# TASK 1
Reproduce the xenotransplant article word for word, between "On April 6, 1999, the" and "from non-primate species.", inclusive.
# TASK 2
List the kinds of live transplants from nonhuman primates that the xenotransplant article says the FDA guidance banned de facto.
# TASK 3
Answer from the xenotransplant article:
(a) On what date did the FDA publish its industry guidance in the Federal Register?
(b) How many humans did the Nipah virus infect?
(c) Who is named as Director of CRT?

# STUDY TEXT

....................

CRT

Campaign for      <http://www.crt.online.org>                   
Responsible
Transplantation

PO Box 2751, New York
NY 10163  (212) 579-3477

Civitas home page          Summer/99 issue of CivAb     

FDA HAS NOT BANNED PIG-TO-HUMAN TRANSPLANTS
AND NEEDS TO HEAR FROM YOU - Alix Fano, Director CRT


On April 6, 1999, the Food and Drug Administration (FDA) published an "industry guidance" in the Federal Register on "Public Health Issues Posed by the Use of Nonhuman Primate Xenografts."  This "guidance" instituted a de facto ban on live organ, cell, and tissue transplants from nonhuman primates because they would expose the public to "significant infectious disease risk".  But the FDA guidelines failed to address the dangers posed by transplanting organs from non-primate species.

Genetically-altered pigs are being considered as the primary source for xenotransplants despite the existence of over 25 diseases in pigs that can infect humans.  New pig viruses continue to be discovered daily. The deadly Malaysian "Nipah" virus infected over 250 humans, killed 100, and led to the mass slaughter of some one million pigs.

....................

Collected data entries:
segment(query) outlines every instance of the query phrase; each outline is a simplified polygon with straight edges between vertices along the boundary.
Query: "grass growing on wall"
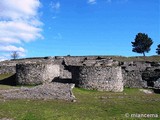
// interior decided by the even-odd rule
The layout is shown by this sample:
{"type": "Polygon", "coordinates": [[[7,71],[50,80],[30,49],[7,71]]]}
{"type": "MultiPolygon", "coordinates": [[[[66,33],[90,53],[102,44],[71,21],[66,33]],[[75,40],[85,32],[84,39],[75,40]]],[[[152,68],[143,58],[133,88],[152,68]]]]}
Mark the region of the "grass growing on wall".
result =
{"type": "MultiPolygon", "coordinates": [[[[0,75],[0,80],[4,76],[0,75]]],[[[0,89],[13,86],[0,85],[0,89]]],[[[73,89],[75,103],[63,100],[4,100],[0,96],[0,119],[14,120],[135,120],[125,114],[158,114],[160,94],[125,88],[122,93],[73,89]]],[[[146,120],[146,118],[141,118],[146,120]]]]}

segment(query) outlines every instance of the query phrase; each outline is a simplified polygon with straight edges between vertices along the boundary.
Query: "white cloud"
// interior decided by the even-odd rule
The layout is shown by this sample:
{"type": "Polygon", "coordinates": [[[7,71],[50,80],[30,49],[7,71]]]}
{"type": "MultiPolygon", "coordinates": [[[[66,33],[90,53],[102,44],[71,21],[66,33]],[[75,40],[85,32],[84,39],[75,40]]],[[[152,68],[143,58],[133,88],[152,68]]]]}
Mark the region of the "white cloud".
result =
{"type": "Polygon", "coordinates": [[[17,47],[18,44],[43,38],[40,6],[39,0],[0,0],[1,54],[11,51],[24,54],[26,50],[17,47]]]}
{"type": "Polygon", "coordinates": [[[88,0],[89,4],[96,4],[96,0],[88,0]]]}
{"type": "Polygon", "coordinates": [[[22,47],[16,47],[13,45],[8,45],[8,46],[0,46],[0,51],[4,51],[4,52],[12,52],[12,51],[17,51],[17,52],[25,52],[25,49],[22,47]]]}
{"type": "Polygon", "coordinates": [[[59,10],[60,9],[60,7],[61,7],[61,4],[60,4],[60,2],[51,2],[50,3],[50,6],[51,6],[51,8],[54,10],[54,11],[57,11],[57,10],[59,10]]]}

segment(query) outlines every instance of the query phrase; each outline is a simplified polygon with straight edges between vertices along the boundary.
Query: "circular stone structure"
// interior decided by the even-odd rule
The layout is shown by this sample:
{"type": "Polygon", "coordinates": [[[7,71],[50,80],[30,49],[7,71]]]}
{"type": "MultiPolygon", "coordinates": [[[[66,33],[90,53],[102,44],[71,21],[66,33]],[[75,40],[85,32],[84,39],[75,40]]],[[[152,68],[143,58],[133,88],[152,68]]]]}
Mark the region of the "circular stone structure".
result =
{"type": "Polygon", "coordinates": [[[77,87],[99,91],[123,91],[122,70],[119,66],[75,66],[72,79],[77,87]]]}
{"type": "Polygon", "coordinates": [[[16,65],[16,82],[19,85],[38,85],[59,77],[60,67],[52,63],[29,63],[16,65]]]}

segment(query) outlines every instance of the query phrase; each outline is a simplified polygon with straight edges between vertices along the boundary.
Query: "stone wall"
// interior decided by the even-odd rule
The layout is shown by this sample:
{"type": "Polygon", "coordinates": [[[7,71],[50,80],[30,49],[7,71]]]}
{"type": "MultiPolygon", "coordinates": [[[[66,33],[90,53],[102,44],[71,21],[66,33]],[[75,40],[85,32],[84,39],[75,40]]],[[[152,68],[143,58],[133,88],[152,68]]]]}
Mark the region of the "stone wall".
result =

....................

# TASK RESPONSE 1
On April 6, 1999, the Food and Drug Administration (FDA) published an "industry guidance" in the Federal Register on "Public Health Issues Posed by the Use of Nonhuman Primate Xenografts."  This "guidance" instituted a de facto ban on live organ, cell, and tissue transplants from nonhuman primates because they would expose the public to "significant infectious disease risk".  But the FDA guidelines failed to address the dangers posed by transplanting organs from non-primate species.

# TASK RESPONSE 2
Organ transplants, cell transplants, tissue transplants

# TASK RESPONSE 3
(a) April 6, 1999
(b) Over 250
(c) Alix Fano